▶ ACTIVITY LIST
1) List every class or category of images that the passage on the mammography dataset names.
2) Resume the passage on the mammography dataset after its final sentence.

▶ SOURCE EXTRACT
*** Block opens ***

Figure 4 displays sample images from the mammography dataset, divided into benign and malignant categories.

Top Row (Benign): Three benign images show uniform textures with minimal irregularities, indicating non-cancerous conditions;
Bottom Row (Malignant): Three malignant images exhibit distinct anomalies, suggesting potential malignancies.

The ‘normal’ class in the BUSI dataset was excluded from training due to its limited representation and lack of pathological markers, which rendered it insufficient for robust learning and generalization. Moreover, preliminary experiments indicated that inclusion of the normal class introduced class imbalance without contributing significantly to model discriminability, justifying its omission to preserve diagnostic focus on benign versus malignant classification.

*** Block closes ***

▶ DATASET EXCERPTS
*** Block opens ***

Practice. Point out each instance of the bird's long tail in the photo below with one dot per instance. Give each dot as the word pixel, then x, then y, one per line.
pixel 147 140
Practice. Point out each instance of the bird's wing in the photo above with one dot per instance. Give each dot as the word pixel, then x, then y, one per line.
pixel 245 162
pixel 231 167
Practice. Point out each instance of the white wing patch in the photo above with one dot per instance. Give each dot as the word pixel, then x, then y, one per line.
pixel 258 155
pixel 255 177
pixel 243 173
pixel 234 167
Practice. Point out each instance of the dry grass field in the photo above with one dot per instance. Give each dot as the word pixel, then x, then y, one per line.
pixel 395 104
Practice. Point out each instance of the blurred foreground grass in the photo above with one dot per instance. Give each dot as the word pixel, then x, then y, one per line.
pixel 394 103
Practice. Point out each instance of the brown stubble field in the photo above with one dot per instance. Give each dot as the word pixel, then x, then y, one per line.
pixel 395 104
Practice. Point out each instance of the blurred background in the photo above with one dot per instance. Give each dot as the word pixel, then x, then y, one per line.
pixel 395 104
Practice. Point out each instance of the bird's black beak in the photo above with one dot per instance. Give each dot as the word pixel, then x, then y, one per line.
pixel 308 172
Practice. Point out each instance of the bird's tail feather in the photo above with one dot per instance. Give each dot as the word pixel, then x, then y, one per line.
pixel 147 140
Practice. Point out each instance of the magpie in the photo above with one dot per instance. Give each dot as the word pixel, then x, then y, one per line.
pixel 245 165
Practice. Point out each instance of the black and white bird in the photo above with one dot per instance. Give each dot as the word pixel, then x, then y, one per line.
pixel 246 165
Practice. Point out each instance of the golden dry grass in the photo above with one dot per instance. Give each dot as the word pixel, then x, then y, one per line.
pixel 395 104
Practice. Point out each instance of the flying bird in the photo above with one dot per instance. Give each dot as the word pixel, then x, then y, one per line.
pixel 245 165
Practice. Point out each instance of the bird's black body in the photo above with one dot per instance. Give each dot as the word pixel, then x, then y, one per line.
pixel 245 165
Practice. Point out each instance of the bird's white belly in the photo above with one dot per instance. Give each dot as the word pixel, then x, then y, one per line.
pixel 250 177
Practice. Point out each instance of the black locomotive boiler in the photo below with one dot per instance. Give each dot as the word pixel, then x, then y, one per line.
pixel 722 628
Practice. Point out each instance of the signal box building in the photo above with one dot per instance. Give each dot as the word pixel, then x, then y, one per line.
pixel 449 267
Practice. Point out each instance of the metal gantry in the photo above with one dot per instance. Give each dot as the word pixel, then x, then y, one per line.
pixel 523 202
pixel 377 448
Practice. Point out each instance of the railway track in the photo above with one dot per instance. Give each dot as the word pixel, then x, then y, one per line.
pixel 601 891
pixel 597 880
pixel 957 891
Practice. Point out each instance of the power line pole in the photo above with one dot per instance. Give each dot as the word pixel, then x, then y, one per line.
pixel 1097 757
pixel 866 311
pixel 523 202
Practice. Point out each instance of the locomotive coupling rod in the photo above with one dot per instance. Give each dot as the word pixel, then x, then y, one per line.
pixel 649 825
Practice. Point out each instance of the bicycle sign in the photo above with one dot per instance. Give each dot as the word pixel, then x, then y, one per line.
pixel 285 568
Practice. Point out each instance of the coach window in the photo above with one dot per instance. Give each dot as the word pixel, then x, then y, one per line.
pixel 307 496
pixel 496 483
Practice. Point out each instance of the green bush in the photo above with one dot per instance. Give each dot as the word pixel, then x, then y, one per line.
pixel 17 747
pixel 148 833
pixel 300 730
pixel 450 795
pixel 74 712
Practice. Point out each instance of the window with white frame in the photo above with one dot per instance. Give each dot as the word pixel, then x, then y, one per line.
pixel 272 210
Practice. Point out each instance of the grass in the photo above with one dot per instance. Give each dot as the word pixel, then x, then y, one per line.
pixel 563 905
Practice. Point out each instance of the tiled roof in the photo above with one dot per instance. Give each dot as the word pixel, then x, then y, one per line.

*** Block closes ***

▶ ANSWERS TO THE PROBLEMS
1) benign, malignant, normal

2)
2.1.3. Fusion Dataset Description

A fusion dataset was constructed by combining the MIAS mammographic dataset and the Breast Ultrasound Images Dataset. This fusion approach integrates two distinct imaging modalities, mammography and ultrasound, each offering complementary diagnostic information. While mammographic images provide high-resolution anatomical details and are widely used in breast cancer screening, ultrasound images are particularly effective in differentiating between cystic and solid lesions, especially in dense breast tissues.

Combining these datasets improves the model’s capacity to generalize across various clinical circumstances by allowing it to learn from a wider variety of visual aspects and lesion characteristics. Prior to fusion, both datasets were independently preprocessed to ensure consistency in image resolution, format, and labeling schemes. Only the benign and malignant classes were retained from both datasets to maintain a uniform binary classification framework. The fused dataset contains samples from both mammograms and ultrasound scans, ensuring a balanced representation of each imaging type. In addition to expanding the amount and diversity of training data, this integration makes use of multimodal learning’s advantages, which have been demonstrated to greatly improve performance in medical picture analysis. The resultant dataset provides a strong basis for creating a computer-aided diagnostic system that is more dependable and flexible.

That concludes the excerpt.